● **Brief 1**
Copy the part of the software development pet peeves text that begins at the words "If your script" and ends after the words "the wrapped tool.".
● **Brief 2**
Continue the text on software development pet peeves from the point where it stops.

Pet Peeves in Software Development

Tags: style, opinion

User Interfaces
- CLI Tools
- APIs
Code Cleanliness
Closing Thoughts

All software engineers develop their own taste and style, and naturally people form differing opinions. I decided to write down some of my personal pet peeves so that I have a link to point to when these things come up in discussion/review!

I like to avoid being too opinionated online, but hopefully most of my points in this post aren’t actually very controversial!

User Interfaces

When writing code that users are expected to interact with in some way the primary design consideration should be the usability of the interface.

Breaking this down, this statement actually applies to nearly all software - whether it’s a command-line interface, a graphical/web user interface, or an internal API where the ‘user’ is just another unit of code.

One of the key factors in usability across software interfaces is naming (also one of the hardest problems in software!). Another hugely important factor is consistency, and this will often override the naming point (you might think of this in terms of “practicality over purity”).

CLI Tools

There are some basics that CLI tools should support. However, it’s worth considering how/where the tool is expected to be invoked.

If there’s a bash script that’s only intended to be run from another bash script then that’s more of a programmatic API than a CLI tool. If there’s a script intended to be run by internal project developers then it’s less important to get right than a script that’s being provided to end-users.

Points to consider (in a vague order of importance):

-h and --help should output the tool’s usage
- When these args are passed the script should never go off and do something that has side effects, as the user may have just wanted some help!
Give the correct exit code
- If success then exit code 0, if there was an error then give a non-zero exit code.
- Maybe consider using different codes for different types of error.
Use the appropriate output stream
- Output all warnings/errors to stderr, not stdout.
- Any standard output intended for the user should go to stdout.
- Log messages should probably go to stderr (and/or a file).
All short options should have a corresponding long option
- Short options are convenient for manual invocation, but when invoking from another script it’s clearer to use a long option.
- Also makes the help output easier to scan over.
All long options should be hyphenated (kebab-case), not snake_case
- This is just standard convention…
(Unix) Scripts intended for end-users should not have an extension in the filename
- Use a shebang line.
- The language used should be an implementation detail - the user should not have to care.
Scripts intended for end-users should be hyphenated (kebab-case), not snake_case
- This matches the convention with long options.
- Seems more standard in the Linux ecosystem.
If your script wraps another script then take inspiration from its options
- Avoid redefining a short option to behave differently to the wrapped tool.
Avoid using common short options for non-standard purposes
- -h should mean --help.
- -v often means --verbose.
- -q often means --quiet.
- -f often means --force.
- -n often means --dry-run.
- -l often means --list.
- -a often means --all.

APIs

Design the APIs first, build the code around them. Making an API decision based on an implementation consideration should be avoided unless it’s another case of practicality over purity (e.g. the implementation would be too much effort or too slow unless the API is simplified).

● **Supplied information**
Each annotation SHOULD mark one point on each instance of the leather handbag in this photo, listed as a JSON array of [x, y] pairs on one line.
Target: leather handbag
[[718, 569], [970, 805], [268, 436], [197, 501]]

● **Reply 1**
If your script wraps another script then take inspiration from its options
- Avoid redefining a short option to behave differently to the wrapped tool.

● **Reply 2**
An API should be an abstraction that makes sense to a user of the API, and it’s important to think about what context that user is expected to have (even if the ‘user’ is just another internal module of your own project). Avoid confusing naming abbreviations on API boundaries. Think about how users of the API might want to use it, and make this as seamless as possible, even if it makes the implementation more complicated.

Code Cleanliness

Nobody wants ugly, messy code. Certainly nobody wants to work with someone else’s mess. So how do we avoid the mess and keep things tidy?

Formatting

The most important thing with code formatting (aside from basics such as correct indentation) is that it’s consistent within the project. Of course, the problem with this is that anyone contributing to the code for the first time must first learn the formatting conventions to maintain consistency.

The solution to this, which seems to be rapidly growing in popularity and becoming standard, is to use a code auto-formatter. Many modern languages come with their own auto-formatters, including Rust, Go, Elm, Zig. The Python ecosystem has also more-or-less standardised on the black auto-formatter.

Auto-formatters are not perfect - it’s impossible for them to be because they don’t understand the code. However, in my opinion the benefit of having standardised formatting across projects hugely outweighs the small downsides (the formatting might not be exactly what you’re used to, and might require turning off in certain rare cases).

Use an auto-formatter if you’re using a language that has a standard popular choice!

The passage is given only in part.